Page excerpt:
Researchers have made a major AIDS medical breakthrough in finding a vaccine and a possible functional cure for HIV, thanks to a study that identifies where the virus is still replicating at low levels in the bodies of those that have been infected.
Though medical progress has been made with patients getting powerful antiretroviral drugs such that they eventually become non-infectious, there are still “viral reservoir”-locations and cell types in their bodies where the virus can persist.
As such, though the patients receiving treatment seem to be clear by standard testing, any disruption in their therapy sees the virus return with a vengeance. This means that any functional cure for HIV needs to take out the virus both in the blood– and in the cells and tissues.
AIDS medical breakthrough: looking at the lymphoid tissues
The study from the Northwestern University that was published in the January 7 issue of Nature reported that HIV is still replicating in the lymphoid tissues– even though the patient seem to have been cleared of the virus.
The lymphoid tissues are part of the immune system spread among the body, like lymph nodes, tonsils, and spleen. Prior to the study, researchers thought that the reservoir contained “long-lived infected cells in a resting state”– but no new infected cells.
However, the study discovered that new cells in these areas were being infected by the virus at low enough levels without producing any resistance to the drugs. These are carried throughout the body and when the therapy stops, the cells start the viral production again.
“We now have a path to a cure,” said Dr. Steven Wolinsky, chief of infectious diseases at Northwestern University Feinberg School of Medicine who is an author on the paper.
“The challenge is to deliver drugs at clinically effective concentrations to where the virus continues to replicate within the patient,” Dr. Wolinsky said.

Extracted records:

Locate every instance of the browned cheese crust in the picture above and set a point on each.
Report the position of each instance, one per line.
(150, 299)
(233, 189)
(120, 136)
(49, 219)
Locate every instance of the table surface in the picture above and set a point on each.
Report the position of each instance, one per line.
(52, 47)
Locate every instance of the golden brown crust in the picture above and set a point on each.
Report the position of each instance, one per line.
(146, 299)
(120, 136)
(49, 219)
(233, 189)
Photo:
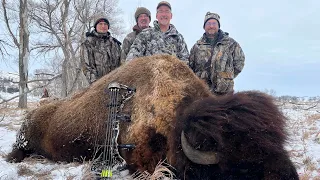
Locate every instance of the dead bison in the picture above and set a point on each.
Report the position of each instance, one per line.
(174, 117)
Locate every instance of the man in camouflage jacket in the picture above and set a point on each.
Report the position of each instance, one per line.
(143, 18)
(163, 38)
(100, 53)
(216, 58)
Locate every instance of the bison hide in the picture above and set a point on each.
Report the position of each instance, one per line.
(236, 136)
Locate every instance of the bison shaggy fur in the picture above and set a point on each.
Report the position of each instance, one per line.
(245, 129)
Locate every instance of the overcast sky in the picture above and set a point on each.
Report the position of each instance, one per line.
(279, 38)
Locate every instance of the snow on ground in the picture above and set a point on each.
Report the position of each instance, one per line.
(303, 125)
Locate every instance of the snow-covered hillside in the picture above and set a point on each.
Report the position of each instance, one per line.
(303, 126)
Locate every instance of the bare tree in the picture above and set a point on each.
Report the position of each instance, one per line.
(22, 43)
(64, 23)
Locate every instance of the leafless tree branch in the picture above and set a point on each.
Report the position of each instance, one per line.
(41, 86)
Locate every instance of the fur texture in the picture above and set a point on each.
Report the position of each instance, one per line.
(246, 129)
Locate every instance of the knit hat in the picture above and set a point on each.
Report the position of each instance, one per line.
(164, 3)
(101, 17)
(142, 10)
(210, 15)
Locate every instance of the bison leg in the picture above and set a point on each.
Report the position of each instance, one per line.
(19, 148)
(280, 167)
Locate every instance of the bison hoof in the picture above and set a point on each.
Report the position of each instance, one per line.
(16, 156)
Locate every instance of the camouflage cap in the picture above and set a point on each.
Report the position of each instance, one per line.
(100, 16)
(164, 3)
(142, 10)
(210, 15)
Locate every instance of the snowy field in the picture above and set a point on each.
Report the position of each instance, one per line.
(303, 145)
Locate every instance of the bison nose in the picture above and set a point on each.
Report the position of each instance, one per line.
(196, 156)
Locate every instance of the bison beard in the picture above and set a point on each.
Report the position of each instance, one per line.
(244, 131)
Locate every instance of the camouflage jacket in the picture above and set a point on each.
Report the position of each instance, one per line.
(128, 40)
(218, 65)
(100, 54)
(152, 41)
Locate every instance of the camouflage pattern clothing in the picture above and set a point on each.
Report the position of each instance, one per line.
(217, 61)
(128, 41)
(152, 41)
(100, 54)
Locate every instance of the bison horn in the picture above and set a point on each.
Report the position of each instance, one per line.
(196, 156)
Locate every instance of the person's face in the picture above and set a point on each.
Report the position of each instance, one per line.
(102, 27)
(211, 27)
(164, 15)
(143, 21)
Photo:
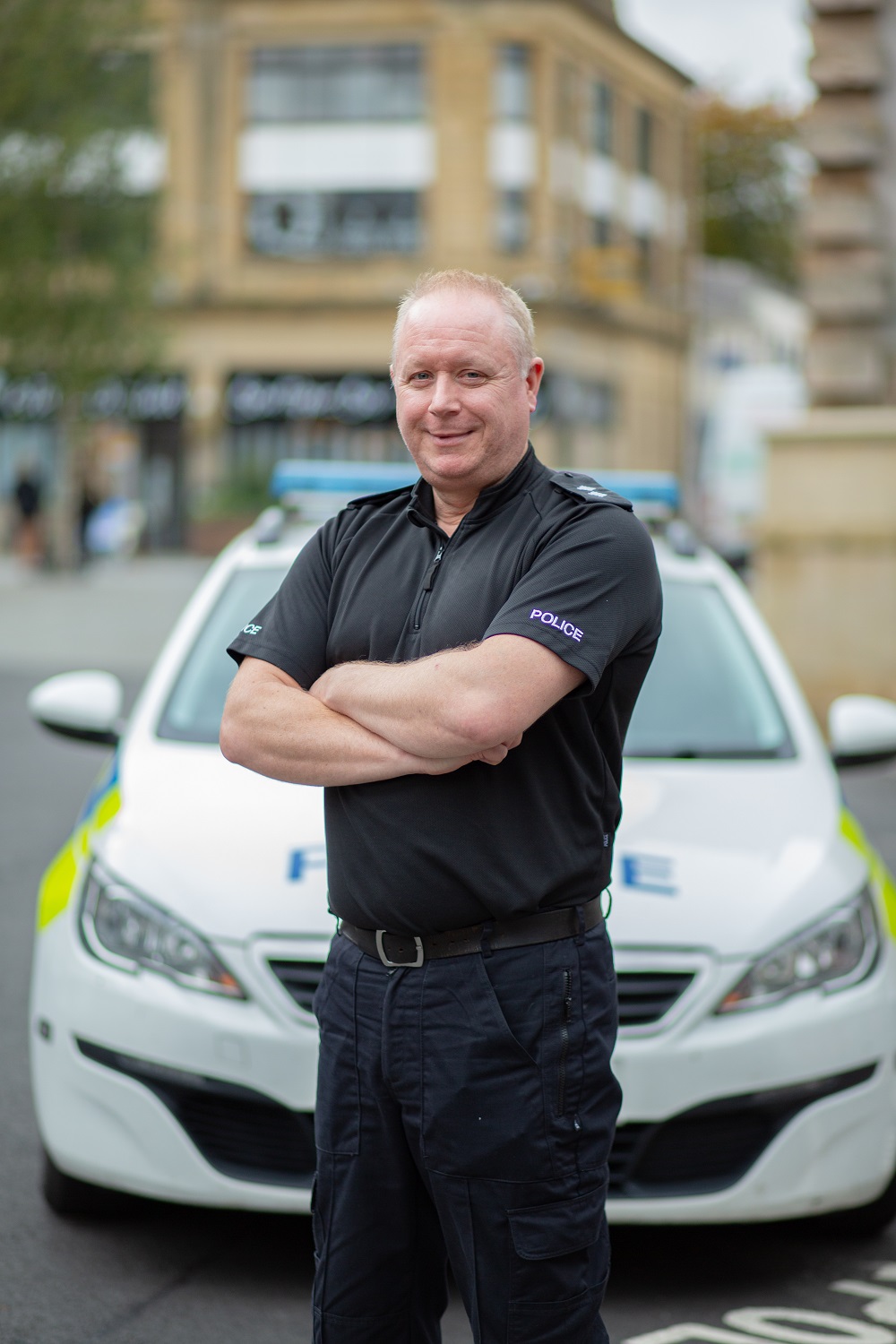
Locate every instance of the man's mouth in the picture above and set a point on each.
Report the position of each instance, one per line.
(449, 435)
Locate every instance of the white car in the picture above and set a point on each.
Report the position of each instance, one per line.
(183, 927)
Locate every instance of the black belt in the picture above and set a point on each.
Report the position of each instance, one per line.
(408, 949)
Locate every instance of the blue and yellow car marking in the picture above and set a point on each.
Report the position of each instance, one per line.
(879, 874)
(64, 874)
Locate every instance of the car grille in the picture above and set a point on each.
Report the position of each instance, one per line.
(300, 978)
(247, 1134)
(712, 1145)
(645, 996)
(238, 1131)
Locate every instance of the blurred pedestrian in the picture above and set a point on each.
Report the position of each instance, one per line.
(457, 663)
(27, 500)
(88, 504)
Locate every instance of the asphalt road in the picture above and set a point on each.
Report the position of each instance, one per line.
(171, 1276)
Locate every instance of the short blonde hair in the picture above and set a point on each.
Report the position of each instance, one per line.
(516, 312)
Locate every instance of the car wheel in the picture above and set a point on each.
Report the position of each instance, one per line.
(72, 1198)
(866, 1220)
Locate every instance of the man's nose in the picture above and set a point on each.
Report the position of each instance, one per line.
(444, 400)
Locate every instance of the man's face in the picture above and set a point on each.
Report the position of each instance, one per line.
(461, 401)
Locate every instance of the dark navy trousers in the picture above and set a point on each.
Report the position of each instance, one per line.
(465, 1113)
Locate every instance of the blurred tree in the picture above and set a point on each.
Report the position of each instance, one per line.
(750, 164)
(75, 233)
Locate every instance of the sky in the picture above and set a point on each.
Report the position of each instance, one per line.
(747, 50)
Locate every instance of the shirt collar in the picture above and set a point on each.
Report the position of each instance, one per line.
(492, 499)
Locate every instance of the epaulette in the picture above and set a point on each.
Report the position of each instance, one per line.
(587, 491)
(381, 497)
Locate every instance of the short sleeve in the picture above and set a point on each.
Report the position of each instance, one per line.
(292, 629)
(591, 593)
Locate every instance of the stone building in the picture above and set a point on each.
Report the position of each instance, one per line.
(320, 153)
(850, 218)
(826, 573)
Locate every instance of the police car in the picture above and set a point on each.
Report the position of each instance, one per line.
(183, 927)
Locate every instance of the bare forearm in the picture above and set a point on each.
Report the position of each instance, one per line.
(287, 734)
(411, 704)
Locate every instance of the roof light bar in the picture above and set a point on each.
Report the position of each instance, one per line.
(297, 476)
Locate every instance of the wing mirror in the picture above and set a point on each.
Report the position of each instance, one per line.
(861, 730)
(85, 706)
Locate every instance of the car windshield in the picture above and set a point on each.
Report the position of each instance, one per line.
(705, 694)
(196, 703)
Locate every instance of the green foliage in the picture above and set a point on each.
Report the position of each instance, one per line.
(75, 244)
(750, 196)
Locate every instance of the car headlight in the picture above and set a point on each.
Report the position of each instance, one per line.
(833, 954)
(126, 930)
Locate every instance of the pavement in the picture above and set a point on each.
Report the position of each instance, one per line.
(112, 615)
(177, 1276)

To do:
(1) Summarize the article on HIV reservoirs in two sentences.
(2) Continue the article on HIV reservoirs from its final sentence.
The lines above are separate material and have nothing to do with the article on HIV reservoirs.

Answers to this exercise:
(1) A Northwestern University study published in Nature found that HIV keeps replicating at low levels in lymphoid tissues such as lymph nodes, tonsils, and spleen, even in patients whose antiretroviral treatment makes them appear clear of the virus. Because these newly infected cells carry the virus through the body and restart viral production when therapy stops, a functional cure must reach the virus in both the blood and these tissues.

(2)
AIDS medical breakthrough: done via mathematical modeling
The group sequenced viral DNA from infected cells that were sampled from the lymph nodes and the bloodstream of three HIV-infected patients.
Taken before and during their first six months of their antiretroviral therapy, the samples showed that the virus was evolving over time– proof that it was replicating– but it wasn’t developing drug resistance.
They then developed a mathematical model to see how the virus might evolve during therapy without developing drug resistance.
Their conclusion is that effective antiretroviral drug concentrations should be delivered into the lymphoid tissue compartments so as to eliminate the viral reservoirs– and ultimately cure the patient of the virus.
“The study is exciting because it really changes how we think about what is happening in treated patients,” said Angela McLean, professor of mathematical biology at the University of Oxford in the UK.
“It helps explain why some strategies that tried to clear the reservoir have failed,” said McLean, a coauthor of the study who led the mathematical modeling in coming up with the AIDS medical breakthrough.